Work task: From the mailing list message below, list each Cc recipient shown with a display name rather than only an email address.

Page excerpt:

[<prev] [next>] [<thread-prev] [thread-next>] [day] [month] [year] [list]
Message-ID: <ZRFp3EO2JUXtK6XB@gmail.com>
Date: Mon, 25 Sep 2023 13:07:08 +0200
From: Ingo Molnar <mingo@...nel.org>
To: kernel test robot <oliver.sang@...el.com>,
Mel Gorman <mgorman@...hsingularity.net>,
Peter Zijlstra <peterz@...radead.org>
Cc: oe-lkp@...ts.linux.dev, lkp@...el.com,
linux-kernel@...r.kernel.org, ying.huang@...el.com,
feng.tang@...el.com, fengwei.yin@...el.com,
aubrey.li@...ux.intel.com, yu.c.chen@...el.com,
Mike Galbraith <efault@....de>,
K Prateek Nayak <kprateek.nayak@....com>,
"Peter Zijlstra (Intel)" <peterz@...radead.org>,
linux-tip-commits@...r.kernel.org, x86@...nel.org,
Gautham Shenoy <gautham.shenoy@....com>
Subject: Re: [PATCH] sched/fair: Do not wakeup-preempt same-prio SCHED_OTHER
tasks
* kernel test robot <oliver.sang@...el.com> wrote:
> Hello,
>
> kernel test robot noticed a -19.0% regression of stress-ng.filename.ops_per_sec on:
Thanks for the testing, this is useful!

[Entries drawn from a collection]
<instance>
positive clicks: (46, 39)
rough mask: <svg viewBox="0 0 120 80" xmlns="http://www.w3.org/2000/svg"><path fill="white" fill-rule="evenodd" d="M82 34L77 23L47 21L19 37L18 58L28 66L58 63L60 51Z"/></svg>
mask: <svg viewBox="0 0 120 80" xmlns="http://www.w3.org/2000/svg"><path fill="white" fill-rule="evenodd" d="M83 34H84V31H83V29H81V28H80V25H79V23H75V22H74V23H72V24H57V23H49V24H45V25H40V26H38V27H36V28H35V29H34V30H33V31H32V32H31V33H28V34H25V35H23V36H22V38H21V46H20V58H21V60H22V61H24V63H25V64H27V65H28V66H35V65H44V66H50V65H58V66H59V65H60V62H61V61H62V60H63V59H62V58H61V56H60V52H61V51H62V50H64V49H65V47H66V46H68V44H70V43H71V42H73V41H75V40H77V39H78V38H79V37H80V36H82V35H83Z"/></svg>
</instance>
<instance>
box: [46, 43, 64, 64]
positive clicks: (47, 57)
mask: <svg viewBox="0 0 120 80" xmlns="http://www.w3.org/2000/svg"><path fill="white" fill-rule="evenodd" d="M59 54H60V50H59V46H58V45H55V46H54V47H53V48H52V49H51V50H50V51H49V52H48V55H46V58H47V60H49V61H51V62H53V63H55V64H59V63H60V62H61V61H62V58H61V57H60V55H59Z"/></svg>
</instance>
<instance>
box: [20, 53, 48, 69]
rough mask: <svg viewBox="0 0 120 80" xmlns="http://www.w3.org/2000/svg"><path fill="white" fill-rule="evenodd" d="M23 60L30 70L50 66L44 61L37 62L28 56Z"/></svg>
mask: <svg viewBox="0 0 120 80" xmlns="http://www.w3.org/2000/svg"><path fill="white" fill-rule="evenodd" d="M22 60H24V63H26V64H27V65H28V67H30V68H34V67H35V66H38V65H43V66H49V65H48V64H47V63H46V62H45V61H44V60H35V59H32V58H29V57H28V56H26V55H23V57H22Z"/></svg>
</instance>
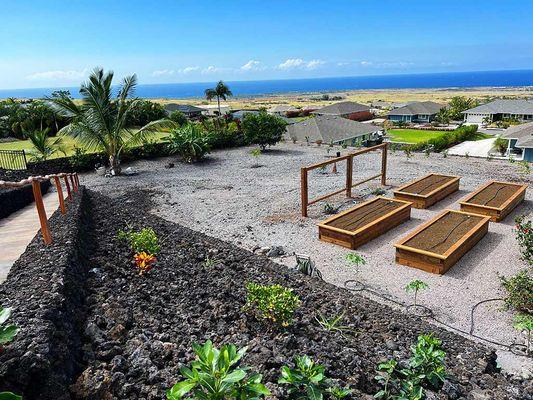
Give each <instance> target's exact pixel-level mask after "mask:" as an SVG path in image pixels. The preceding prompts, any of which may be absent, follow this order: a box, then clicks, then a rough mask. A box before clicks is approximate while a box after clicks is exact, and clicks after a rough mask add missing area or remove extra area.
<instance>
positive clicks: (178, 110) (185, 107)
mask: <svg viewBox="0 0 533 400" xmlns="http://www.w3.org/2000/svg"><path fill="white" fill-rule="evenodd" d="M165 110H166V111H167V112H173V111H181V112H182V113H184V114H188V113H200V112H202V111H204V110H203V109H201V108H200V107H196V106H191V105H190V104H176V103H169V104H167V105H165Z"/></svg>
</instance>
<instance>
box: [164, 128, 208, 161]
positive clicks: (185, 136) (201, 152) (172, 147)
mask: <svg viewBox="0 0 533 400" xmlns="http://www.w3.org/2000/svg"><path fill="white" fill-rule="evenodd" d="M170 134H171V136H169V137H168V138H166V139H167V140H168V141H169V149H170V152H171V153H177V154H179V155H180V156H182V157H183V159H184V160H185V161H186V162H195V161H199V160H201V159H202V158H203V157H204V156H205V155H206V154H208V153H209V150H210V149H211V146H210V145H209V141H210V138H209V135H208V134H206V133H205V132H204V131H203V129H202V128H201V127H199V126H198V125H196V124H187V125H184V126H182V127H180V128H176V129H173V130H172V131H171V132H170Z"/></svg>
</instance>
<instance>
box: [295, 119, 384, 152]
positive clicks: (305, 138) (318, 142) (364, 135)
mask: <svg viewBox="0 0 533 400" xmlns="http://www.w3.org/2000/svg"><path fill="white" fill-rule="evenodd" d="M380 132H382V131H381V128H379V127H376V126H374V125H372V124H363V123H361V122H357V121H352V120H349V119H346V118H342V117H338V116H334V115H317V116H316V117H315V118H309V119H306V120H304V121H301V122H298V123H296V124H293V125H289V126H287V136H288V137H289V138H290V139H291V140H294V141H297V142H306V141H308V142H314V143H317V142H318V143H325V144H330V143H333V144H346V145H349V146H357V145H361V144H362V143H363V142H364V141H365V140H369V139H376V138H378V137H380V136H381V135H380Z"/></svg>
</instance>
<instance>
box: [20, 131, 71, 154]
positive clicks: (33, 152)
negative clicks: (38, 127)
mask: <svg viewBox="0 0 533 400" xmlns="http://www.w3.org/2000/svg"><path fill="white" fill-rule="evenodd" d="M49 131H50V129H49V128H46V129H43V130H34V131H27V132H24V134H25V136H26V137H27V138H28V139H29V141H30V142H31V144H32V146H33V147H32V148H31V150H30V151H29V153H30V155H31V157H32V158H33V159H34V160H37V161H45V160H47V159H48V158H50V157H51V156H52V155H54V154H56V153H58V152H61V153H63V154H64V155H66V151H65V146H64V145H63V140H62V138H60V137H55V138H51V137H50V136H48V133H49Z"/></svg>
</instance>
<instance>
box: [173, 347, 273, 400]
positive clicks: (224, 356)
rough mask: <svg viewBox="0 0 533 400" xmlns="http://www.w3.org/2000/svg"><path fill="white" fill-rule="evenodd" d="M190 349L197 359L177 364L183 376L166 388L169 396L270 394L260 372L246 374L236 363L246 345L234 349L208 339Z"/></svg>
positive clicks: (255, 398) (263, 394)
mask: <svg viewBox="0 0 533 400" xmlns="http://www.w3.org/2000/svg"><path fill="white" fill-rule="evenodd" d="M193 349H194V353H195V354H196V360H195V361H193V362H192V363H191V366H190V367H182V368H180V372H181V376H182V377H183V378H184V379H183V380H182V381H180V382H178V383H176V384H175V385H174V386H173V387H172V388H171V389H169V390H168V391H167V399H168V400H179V399H183V398H189V399H203V400H224V399H235V400H237V399H239V400H256V399H260V398H262V397H263V396H268V395H269V394H270V392H269V390H268V389H267V388H266V386H265V385H263V384H262V383H261V379H262V376H261V375H260V374H257V373H251V374H249V370H250V369H249V367H242V366H238V364H239V362H240V360H241V359H242V357H243V356H244V354H245V353H246V350H247V348H246V347H244V348H242V349H240V350H239V351H237V348H236V347H235V345H233V344H229V345H224V346H222V347H221V348H220V350H218V349H216V348H215V347H213V344H212V343H211V341H209V340H208V341H207V342H206V343H205V344H204V345H203V346H201V345H199V344H196V343H195V344H193Z"/></svg>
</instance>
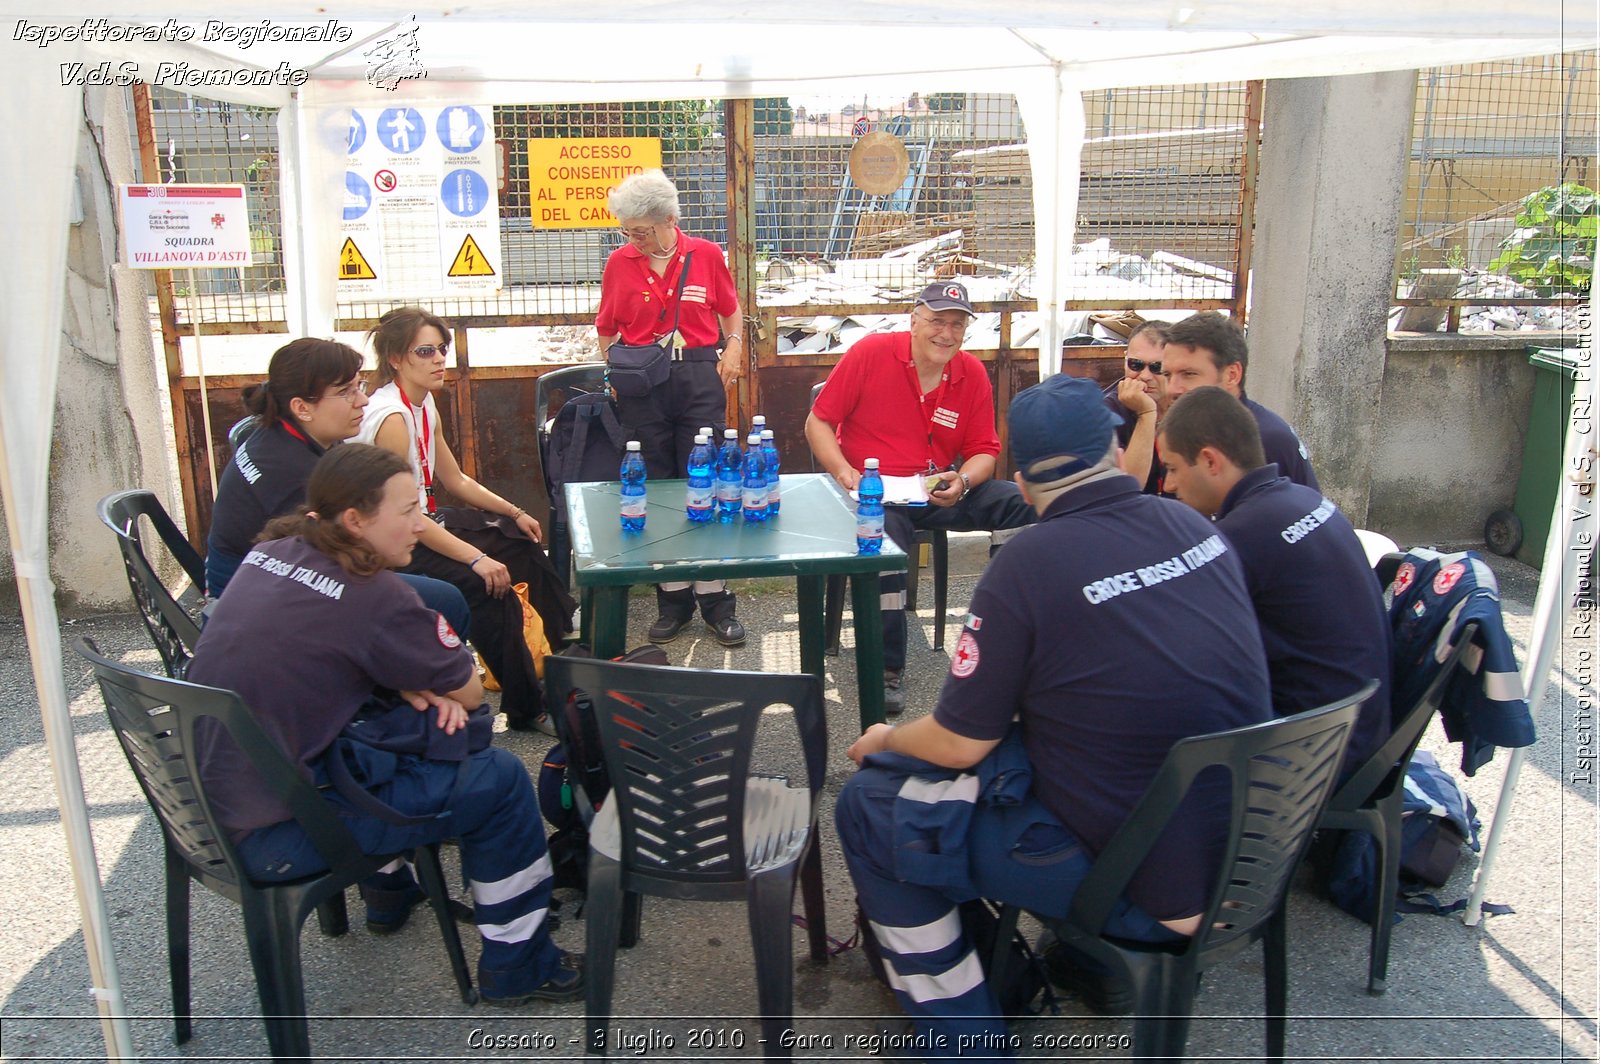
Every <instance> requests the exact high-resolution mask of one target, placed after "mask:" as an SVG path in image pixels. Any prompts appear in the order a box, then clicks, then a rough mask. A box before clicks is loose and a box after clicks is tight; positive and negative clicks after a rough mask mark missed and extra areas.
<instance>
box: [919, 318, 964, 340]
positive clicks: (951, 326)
mask: <svg viewBox="0 0 1600 1064" xmlns="http://www.w3.org/2000/svg"><path fill="white" fill-rule="evenodd" d="M912 317H914V318H917V320H918V322H922V325H923V328H926V330H928V331H930V333H957V334H962V336H965V334H966V326H968V325H970V322H966V320H954V322H944V320H941V318H934V317H928V315H926V314H914V315H912Z"/></svg>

Response to this exercise:
Mike Galbraith
K Prateek Nayak
Peter Zijlstra (Intel)
Gautham Shenoy